(TASK OBJECTIVE): When the line containing "Target: puppy's paw" is found in the data below, copy it and each line after it through the line containing "Target: tree bark", exactly and with no others.

(MATERIALS PROVIDED):
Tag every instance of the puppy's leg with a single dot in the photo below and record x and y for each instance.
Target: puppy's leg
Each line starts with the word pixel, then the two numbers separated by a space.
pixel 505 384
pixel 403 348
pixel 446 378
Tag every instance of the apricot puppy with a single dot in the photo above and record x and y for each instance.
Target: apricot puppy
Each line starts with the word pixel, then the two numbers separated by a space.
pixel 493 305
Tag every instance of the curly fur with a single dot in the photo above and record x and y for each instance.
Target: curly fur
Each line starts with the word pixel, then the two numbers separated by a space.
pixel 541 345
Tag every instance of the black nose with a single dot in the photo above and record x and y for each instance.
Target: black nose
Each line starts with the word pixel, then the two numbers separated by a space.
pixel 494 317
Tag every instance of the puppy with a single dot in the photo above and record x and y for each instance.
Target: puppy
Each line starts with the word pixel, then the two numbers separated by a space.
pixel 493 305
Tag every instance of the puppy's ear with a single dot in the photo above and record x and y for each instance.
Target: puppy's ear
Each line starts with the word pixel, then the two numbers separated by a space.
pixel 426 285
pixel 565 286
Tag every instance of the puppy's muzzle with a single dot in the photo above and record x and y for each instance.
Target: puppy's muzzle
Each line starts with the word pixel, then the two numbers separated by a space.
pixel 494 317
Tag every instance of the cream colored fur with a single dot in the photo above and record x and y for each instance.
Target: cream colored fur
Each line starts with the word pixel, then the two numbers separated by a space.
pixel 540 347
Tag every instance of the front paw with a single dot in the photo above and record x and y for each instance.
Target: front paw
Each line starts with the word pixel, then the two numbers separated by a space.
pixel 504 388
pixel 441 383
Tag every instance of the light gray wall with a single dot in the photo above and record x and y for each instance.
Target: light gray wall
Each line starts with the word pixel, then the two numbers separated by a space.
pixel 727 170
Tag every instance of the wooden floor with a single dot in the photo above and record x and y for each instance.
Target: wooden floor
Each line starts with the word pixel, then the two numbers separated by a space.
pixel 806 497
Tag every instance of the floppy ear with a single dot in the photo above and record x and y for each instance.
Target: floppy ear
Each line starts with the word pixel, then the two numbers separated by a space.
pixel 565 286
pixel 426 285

* * *

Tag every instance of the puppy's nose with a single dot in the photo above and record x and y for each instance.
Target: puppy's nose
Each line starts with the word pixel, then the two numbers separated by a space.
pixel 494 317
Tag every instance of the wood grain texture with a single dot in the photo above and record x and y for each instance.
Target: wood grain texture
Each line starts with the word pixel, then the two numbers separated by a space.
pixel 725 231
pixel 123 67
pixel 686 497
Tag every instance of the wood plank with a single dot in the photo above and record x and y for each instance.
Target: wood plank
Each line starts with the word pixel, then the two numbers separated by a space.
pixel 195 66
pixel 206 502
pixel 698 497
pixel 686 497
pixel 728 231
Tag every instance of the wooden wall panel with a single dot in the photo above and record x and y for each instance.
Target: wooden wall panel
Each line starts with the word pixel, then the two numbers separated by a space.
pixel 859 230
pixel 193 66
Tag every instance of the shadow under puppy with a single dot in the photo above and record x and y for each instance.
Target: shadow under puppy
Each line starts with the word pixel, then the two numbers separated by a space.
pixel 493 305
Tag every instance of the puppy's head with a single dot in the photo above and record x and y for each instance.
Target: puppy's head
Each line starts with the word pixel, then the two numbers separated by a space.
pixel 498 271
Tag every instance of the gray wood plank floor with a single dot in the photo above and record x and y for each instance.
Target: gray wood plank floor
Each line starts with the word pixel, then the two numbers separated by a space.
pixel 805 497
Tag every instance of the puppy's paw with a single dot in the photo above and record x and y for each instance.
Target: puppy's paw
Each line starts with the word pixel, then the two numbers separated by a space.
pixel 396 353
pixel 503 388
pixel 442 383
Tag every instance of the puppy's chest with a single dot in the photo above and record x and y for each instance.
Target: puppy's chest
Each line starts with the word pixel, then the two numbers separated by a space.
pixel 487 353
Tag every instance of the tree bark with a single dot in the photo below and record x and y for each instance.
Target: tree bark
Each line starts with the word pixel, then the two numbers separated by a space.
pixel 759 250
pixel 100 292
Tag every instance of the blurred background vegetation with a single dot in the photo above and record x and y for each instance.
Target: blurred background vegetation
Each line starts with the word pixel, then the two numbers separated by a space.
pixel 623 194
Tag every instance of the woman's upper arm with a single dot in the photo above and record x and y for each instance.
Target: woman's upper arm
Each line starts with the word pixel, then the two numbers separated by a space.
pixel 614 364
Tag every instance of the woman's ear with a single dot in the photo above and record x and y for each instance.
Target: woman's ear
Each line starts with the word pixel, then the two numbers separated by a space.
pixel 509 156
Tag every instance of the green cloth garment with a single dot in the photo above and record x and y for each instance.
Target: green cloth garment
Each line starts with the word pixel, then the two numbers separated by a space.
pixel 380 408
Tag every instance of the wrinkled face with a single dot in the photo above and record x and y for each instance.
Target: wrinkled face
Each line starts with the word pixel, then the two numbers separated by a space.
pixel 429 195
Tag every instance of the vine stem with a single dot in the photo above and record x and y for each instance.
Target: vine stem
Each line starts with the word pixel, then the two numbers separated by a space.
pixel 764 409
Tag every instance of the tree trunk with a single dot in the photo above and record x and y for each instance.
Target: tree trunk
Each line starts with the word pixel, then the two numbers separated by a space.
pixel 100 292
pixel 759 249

(RESULT FOR THIS TASK):
Target: puppy's paw
Each line starts with the word pixel, then the two numbers separated by a space.
pixel 396 353
pixel 503 388
pixel 442 383
Tag every instance of the puppy's chest with a single dot in the photo above and record x and y for each instance.
Target: puppy's chest
Each line starts with the word pixel, then the two numbers separated by a space.
pixel 487 353
Tag every instance of the tree bark with a single dot in the photo below and record x and y for each instance.
Target: tree bark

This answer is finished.